## What you need to do
Continue the text on esophageal reflux tests, picking up right after its final line.

## Selected text
------
3 tests are used to measure reflux of material, particularly acid, from your stomach into your esophagus:
What is the 48-hour esophageal pH monitoring test?
An esophageal pH test measures how often and for how long stomach acid enters the esophagus (tube from mouth to stomach). The test is used to determine if you have gastroesophageal reflux disease (GERD), which is when stomach contents (particularly acid) backs up into your esophagus. A thin tube with a monitor is inserted through your nose or mouth into your stomach. You will wear this monitor on a strap for two days to track the acidity level, and you will be asked to write down symptoms you experience over that 48-hour period. These will be matched with reflux events detected by the monitor.
What is the Bravo pH test?
This test also measures acid reflux into the esophagus but instead of a tube placed through your nose into the stomach a small sensor is clipped to your esophagus under sedation using endoscopy and measures acidity in a wireless fashion for 48 hours. You will also be asked to keep a diary of your symptoms.
What is the Impedance pH test?
------
## Recorded data
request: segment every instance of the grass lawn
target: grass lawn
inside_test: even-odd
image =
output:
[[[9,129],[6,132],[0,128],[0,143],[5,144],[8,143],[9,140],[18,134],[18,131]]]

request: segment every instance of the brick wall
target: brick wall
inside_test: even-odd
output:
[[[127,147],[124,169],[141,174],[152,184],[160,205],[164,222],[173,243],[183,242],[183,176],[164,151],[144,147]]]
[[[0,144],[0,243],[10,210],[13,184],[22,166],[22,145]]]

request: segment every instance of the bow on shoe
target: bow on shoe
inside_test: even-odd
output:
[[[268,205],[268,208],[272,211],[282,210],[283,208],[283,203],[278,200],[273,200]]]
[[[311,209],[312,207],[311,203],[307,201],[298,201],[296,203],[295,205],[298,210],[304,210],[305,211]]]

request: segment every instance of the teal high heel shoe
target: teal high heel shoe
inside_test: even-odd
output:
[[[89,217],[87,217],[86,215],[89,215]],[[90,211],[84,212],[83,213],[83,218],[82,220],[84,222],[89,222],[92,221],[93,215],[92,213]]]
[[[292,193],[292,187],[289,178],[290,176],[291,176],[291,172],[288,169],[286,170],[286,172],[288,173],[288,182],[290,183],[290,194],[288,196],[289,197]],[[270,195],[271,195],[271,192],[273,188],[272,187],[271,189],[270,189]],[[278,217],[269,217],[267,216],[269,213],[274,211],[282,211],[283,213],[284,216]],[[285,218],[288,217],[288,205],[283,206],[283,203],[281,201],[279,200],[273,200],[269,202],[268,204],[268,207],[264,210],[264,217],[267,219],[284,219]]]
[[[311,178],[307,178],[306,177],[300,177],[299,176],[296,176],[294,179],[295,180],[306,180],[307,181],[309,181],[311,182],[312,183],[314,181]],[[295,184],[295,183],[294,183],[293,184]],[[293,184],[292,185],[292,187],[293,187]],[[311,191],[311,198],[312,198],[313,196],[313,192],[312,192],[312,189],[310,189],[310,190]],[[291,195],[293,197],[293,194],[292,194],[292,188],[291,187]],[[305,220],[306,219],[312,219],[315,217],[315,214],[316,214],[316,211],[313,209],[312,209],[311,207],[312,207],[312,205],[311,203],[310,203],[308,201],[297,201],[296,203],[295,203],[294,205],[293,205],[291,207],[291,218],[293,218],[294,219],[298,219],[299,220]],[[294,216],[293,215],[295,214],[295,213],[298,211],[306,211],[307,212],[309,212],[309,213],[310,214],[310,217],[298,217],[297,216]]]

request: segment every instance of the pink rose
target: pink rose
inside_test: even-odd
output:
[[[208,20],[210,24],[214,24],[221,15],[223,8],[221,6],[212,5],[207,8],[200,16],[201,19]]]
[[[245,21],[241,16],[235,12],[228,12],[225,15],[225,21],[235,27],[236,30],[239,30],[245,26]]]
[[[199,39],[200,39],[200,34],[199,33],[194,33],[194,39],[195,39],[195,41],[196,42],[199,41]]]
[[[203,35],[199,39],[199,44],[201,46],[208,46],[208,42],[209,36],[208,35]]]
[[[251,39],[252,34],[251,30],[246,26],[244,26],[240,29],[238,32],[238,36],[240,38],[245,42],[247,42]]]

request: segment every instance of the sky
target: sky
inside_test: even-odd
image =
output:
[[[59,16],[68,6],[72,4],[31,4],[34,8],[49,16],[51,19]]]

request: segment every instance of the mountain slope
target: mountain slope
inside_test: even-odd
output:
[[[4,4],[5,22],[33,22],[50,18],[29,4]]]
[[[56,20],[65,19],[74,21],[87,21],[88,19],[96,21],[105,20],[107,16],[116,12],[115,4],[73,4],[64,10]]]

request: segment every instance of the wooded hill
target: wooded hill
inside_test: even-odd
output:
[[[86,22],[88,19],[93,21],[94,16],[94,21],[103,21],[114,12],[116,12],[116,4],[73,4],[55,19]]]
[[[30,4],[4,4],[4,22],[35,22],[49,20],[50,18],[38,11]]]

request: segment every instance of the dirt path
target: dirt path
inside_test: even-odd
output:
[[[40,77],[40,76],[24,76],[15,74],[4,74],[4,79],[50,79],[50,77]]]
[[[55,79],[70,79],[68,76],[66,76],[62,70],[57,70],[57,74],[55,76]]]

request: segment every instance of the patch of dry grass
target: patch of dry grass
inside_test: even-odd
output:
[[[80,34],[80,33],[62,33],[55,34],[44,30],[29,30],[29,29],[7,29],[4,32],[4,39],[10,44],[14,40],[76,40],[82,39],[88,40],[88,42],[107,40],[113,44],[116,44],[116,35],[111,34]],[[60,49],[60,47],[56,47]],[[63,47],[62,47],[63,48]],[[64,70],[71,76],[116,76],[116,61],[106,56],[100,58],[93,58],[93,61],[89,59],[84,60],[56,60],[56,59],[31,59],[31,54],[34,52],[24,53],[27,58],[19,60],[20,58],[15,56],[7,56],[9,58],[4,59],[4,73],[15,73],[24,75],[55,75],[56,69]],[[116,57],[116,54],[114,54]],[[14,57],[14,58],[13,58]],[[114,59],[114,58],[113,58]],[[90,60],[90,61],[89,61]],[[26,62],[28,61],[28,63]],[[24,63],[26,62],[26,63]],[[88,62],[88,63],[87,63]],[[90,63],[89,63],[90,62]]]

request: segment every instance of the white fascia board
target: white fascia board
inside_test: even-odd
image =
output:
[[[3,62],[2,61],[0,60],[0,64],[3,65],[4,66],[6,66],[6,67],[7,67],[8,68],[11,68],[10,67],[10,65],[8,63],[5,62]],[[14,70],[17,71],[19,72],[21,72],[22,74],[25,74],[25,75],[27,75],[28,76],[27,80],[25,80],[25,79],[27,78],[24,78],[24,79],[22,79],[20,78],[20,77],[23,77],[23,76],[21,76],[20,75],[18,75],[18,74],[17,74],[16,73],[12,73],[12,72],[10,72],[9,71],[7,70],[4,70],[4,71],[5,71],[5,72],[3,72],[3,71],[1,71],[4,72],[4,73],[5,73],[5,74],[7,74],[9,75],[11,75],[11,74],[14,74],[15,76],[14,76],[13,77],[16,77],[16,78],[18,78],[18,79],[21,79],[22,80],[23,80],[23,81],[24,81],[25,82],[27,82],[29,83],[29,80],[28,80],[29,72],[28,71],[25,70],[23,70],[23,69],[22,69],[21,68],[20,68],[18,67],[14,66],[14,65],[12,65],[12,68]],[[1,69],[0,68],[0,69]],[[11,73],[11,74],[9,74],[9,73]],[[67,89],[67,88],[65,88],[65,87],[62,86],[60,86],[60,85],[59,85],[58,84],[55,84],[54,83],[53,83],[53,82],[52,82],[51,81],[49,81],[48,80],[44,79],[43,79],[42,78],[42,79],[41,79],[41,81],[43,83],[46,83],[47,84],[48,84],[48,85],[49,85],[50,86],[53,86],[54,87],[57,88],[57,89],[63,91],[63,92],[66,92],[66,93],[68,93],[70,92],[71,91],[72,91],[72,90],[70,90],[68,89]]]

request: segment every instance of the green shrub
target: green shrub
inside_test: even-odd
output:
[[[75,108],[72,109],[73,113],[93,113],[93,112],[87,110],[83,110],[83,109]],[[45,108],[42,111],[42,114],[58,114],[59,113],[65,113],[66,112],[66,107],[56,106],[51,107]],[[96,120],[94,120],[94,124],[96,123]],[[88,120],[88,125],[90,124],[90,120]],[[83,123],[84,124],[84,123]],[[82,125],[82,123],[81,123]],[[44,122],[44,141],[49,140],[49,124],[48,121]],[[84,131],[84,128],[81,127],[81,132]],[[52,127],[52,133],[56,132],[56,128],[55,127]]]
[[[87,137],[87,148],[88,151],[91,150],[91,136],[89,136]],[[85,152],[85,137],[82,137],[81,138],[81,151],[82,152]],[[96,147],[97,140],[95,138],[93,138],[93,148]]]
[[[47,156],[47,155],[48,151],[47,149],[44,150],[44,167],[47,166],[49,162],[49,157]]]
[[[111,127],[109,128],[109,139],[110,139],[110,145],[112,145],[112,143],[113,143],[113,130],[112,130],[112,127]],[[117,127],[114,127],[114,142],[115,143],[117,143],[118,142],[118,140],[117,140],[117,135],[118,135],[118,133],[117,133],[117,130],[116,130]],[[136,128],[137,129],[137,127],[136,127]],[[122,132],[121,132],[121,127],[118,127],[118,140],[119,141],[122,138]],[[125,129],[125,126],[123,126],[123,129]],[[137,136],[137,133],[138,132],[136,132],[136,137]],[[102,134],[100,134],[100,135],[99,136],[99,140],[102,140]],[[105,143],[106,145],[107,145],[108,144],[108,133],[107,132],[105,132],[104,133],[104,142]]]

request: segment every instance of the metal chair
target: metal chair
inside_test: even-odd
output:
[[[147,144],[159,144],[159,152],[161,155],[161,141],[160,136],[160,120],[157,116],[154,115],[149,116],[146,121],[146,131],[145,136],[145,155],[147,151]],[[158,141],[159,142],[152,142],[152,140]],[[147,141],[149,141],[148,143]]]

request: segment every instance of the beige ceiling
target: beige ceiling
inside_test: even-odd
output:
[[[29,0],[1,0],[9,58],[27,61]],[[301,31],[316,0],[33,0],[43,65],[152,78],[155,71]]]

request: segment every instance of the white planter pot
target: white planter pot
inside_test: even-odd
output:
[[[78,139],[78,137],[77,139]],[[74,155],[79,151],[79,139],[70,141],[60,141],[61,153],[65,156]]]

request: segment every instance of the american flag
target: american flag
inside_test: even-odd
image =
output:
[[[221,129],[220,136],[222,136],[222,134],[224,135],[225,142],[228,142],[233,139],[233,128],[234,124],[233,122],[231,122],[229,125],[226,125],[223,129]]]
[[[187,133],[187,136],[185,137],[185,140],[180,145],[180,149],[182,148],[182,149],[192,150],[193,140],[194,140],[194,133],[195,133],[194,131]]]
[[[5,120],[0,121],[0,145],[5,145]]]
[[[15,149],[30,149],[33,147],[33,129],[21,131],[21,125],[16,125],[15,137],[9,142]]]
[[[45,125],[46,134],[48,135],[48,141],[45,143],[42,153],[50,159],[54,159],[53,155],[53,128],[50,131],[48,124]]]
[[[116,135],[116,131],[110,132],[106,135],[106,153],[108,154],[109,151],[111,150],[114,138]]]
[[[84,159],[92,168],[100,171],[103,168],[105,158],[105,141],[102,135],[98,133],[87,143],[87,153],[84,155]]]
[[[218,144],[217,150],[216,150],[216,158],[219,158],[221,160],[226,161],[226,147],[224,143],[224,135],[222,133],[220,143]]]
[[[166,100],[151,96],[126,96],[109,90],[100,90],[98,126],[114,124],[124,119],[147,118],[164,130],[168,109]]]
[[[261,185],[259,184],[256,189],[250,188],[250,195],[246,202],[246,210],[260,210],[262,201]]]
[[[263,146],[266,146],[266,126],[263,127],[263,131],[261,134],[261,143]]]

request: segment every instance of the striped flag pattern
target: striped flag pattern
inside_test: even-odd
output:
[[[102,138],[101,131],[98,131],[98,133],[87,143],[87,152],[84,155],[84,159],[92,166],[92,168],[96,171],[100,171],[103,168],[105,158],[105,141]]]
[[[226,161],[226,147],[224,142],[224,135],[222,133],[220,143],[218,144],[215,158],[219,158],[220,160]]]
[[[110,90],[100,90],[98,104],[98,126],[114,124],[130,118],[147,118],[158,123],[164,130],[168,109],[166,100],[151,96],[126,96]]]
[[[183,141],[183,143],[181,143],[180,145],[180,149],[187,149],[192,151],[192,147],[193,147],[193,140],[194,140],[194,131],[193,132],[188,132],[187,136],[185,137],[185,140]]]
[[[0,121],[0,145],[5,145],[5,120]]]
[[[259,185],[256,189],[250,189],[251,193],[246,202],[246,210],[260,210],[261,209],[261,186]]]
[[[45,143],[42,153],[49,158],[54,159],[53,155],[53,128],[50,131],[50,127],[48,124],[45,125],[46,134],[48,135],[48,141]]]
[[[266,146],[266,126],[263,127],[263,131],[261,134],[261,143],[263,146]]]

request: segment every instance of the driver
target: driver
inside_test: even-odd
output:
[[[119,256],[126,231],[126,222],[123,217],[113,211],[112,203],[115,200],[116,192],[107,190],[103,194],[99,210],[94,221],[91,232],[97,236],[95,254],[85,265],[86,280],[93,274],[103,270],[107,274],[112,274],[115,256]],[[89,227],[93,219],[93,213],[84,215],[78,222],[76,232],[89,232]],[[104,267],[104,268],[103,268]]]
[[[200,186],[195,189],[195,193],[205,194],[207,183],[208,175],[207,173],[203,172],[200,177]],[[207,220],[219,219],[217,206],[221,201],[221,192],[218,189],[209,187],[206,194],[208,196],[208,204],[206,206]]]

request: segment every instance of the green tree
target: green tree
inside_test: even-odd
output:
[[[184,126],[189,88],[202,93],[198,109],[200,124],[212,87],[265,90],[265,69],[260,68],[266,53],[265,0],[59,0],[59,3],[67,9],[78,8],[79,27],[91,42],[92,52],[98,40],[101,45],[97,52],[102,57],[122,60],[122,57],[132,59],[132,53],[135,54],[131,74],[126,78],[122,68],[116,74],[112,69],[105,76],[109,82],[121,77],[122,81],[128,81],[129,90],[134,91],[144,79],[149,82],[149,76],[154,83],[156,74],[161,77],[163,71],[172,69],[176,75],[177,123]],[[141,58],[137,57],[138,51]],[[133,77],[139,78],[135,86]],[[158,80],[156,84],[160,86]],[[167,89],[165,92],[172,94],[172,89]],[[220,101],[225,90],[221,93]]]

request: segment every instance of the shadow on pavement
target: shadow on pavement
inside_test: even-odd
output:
------
## Task response
Some reflux is not due to acid and this test, which also involves placing a small catheter through your nose into the esophagus, measures this unusual type of reflux.
Which test is right for me and how do I prepare for it?
Based on your symptoms your gastroenterologist will decide which test will provide the answers he/she needs to decide what treatment you should receive for your reflux symptoms. To prepare for the test you will be asked to avoid eating, drinking or smoking after midnight before the test. It is very important to alert your physician if you have a pacemaker or heart defibrillator or a history of bleeding problems or if you are on blood thinners. Because certain drugs may affect test results, you may be asked to stop taking some medications such as acid suppressants, certain blood pressure medications, alcohol, antacids and corticosteroids.